Saturday, February 25, 2012

One Moment In Time




It is taking me a little time to say something about Whitney Houston’s death.  I have been living in my head a lot lately and her death has my mind searching for a place of peace about it.

 I am a singer.  As a singer, I have always looked for songs that I could identify with, learn and perform.  More than being a singer though, I love music.  Good music.  One of my schoolmates used to call me Whitney at a point, which I was honored to be called.  I don’t think she ever called me by my name.  Now that the real Whitney has gone when I look back, I can remember all the moments that her music shaped my life.

It was One moment in time that taught me about dreaming for something bigger in life.  In addition, that song showed me how to place emotion into my vocal performance.  One of my best performances was singing that song at a graduation while pregnant with my first son.  I learnt that night that its very hard to breathe while performing when you are pregnant.

It was The Greatest Love of All that taught me about loving myself and it was the song that I won Music Radio 97’s Karaoke competition in 2005 after losing badly (ya’ll know that I am a sore loser) the year before.

It was Miracle in 1990 something that told me about a mother’s love and abortion though I would not understand it until my own son was born in 2006.  It taught me about the church and about judgmental views as another school friend sat next to me in a taxi as the song played.  It was the first time I had heard it and she said “that song is abortion, you know” Whether it was true or not, my eyes opened a little that day to the ways of this world, knowing that the church I grew up in could care less about Whitney Houston.

It was Saving all my love for you that the Sunday school teacher told us about how bad secular music was as this woman was singing about infidelity and unfaithfulness.  And while I never condemned Whitney for that song, I would never learn or perform it as it was not what I stood for or ever would want to sing about.

Extracted records:

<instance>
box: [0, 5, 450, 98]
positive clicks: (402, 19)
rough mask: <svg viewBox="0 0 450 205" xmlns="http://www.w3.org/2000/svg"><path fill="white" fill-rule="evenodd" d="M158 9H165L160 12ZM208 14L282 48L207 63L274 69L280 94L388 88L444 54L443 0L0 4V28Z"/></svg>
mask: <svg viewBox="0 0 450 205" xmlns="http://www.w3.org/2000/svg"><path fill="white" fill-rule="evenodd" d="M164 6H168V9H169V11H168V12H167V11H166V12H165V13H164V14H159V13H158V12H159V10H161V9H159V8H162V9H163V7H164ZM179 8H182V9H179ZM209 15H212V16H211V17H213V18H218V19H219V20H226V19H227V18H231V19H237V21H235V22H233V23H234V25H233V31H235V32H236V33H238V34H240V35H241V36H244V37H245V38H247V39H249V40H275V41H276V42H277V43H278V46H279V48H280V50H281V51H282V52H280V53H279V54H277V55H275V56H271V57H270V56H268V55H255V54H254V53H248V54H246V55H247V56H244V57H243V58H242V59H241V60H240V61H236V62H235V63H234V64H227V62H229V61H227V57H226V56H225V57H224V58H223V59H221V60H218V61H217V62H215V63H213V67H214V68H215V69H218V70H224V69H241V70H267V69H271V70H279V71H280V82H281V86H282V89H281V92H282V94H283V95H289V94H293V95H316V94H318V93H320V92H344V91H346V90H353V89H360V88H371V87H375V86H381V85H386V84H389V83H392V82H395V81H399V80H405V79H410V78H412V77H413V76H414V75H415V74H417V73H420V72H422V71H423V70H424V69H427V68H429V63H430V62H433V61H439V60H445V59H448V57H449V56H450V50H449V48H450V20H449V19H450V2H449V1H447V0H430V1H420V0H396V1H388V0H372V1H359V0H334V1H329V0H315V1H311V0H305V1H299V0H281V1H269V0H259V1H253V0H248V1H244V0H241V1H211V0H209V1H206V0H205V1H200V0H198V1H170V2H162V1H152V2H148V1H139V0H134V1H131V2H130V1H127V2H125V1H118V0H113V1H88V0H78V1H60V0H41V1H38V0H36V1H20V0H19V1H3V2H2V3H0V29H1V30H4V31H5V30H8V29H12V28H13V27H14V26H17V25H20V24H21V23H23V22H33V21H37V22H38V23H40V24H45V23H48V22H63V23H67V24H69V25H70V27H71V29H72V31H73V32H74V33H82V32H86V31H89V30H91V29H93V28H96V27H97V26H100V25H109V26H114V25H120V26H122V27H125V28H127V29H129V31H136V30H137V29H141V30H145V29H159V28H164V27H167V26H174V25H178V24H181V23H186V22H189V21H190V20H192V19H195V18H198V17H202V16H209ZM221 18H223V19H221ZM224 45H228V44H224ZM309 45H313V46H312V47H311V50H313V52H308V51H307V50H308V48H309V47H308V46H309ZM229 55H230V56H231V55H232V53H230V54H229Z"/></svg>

*TO DO*. Return the entire blog post about Whitney Houston's songs word for word, without changing anything.

*ANSWER FOR THIS EXERCISE*.
Saturday, February 25, 2012

One Moment In Time




It is taking me a little time to say something about Whitney Houston’s death.  I have been living in my head a lot lately and her death has my mind searching for a place of peace about it.

 I am a singer.  As a singer, I have always looked for songs that I could identify with, learn and perform.  More than being a singer though, I love music.  Good music.  One of my schoolmates used to call me Whitney at a point, which I was honored to be called.  I don’t think she ever called me by my name.  Now that the real Whitney has gone when I look back, I can remember all the moments that her music shaped my life.

It was One moment in time that taught me about dreaming for something bigger in life.  In addition, that song showed me how to place emotion into my vocal performance.  One of my best performances was singing that song at a graduation while pregnant with my first son.  I learnt that night that its very hard to breathe while performing when you are pregnant.

It was The Greatest Love of All that taught me about loving myself and it was the song that I won Music Radio 97’s Karaoke competition in 2005 after losing badly (ya’ll know that I am a sore loser) the year before.

It was Miracle in 1990 something that told me about a mother’s love and abortion though I would not understand it until my own son was born in 2006.  It taught me about the church and about judgmental views as another school friend sat next to me in a taxi as the song played.  It was the first time I had heard it and she said “that song is abortion, you know” Whether it was true or not, my eyes opened a little that day to the ways of this world, knowing that the church I grew up in could care less about Whitney Houston.

It was Saving all my love for you that the Sunday school teacher told us about how bad secular music was as this woman was singing about infidelity and unfaithfulness.  And while I never condemned Whitney for that song, I would never learn or perform it as it was not what I stood for or ever would want to sing about.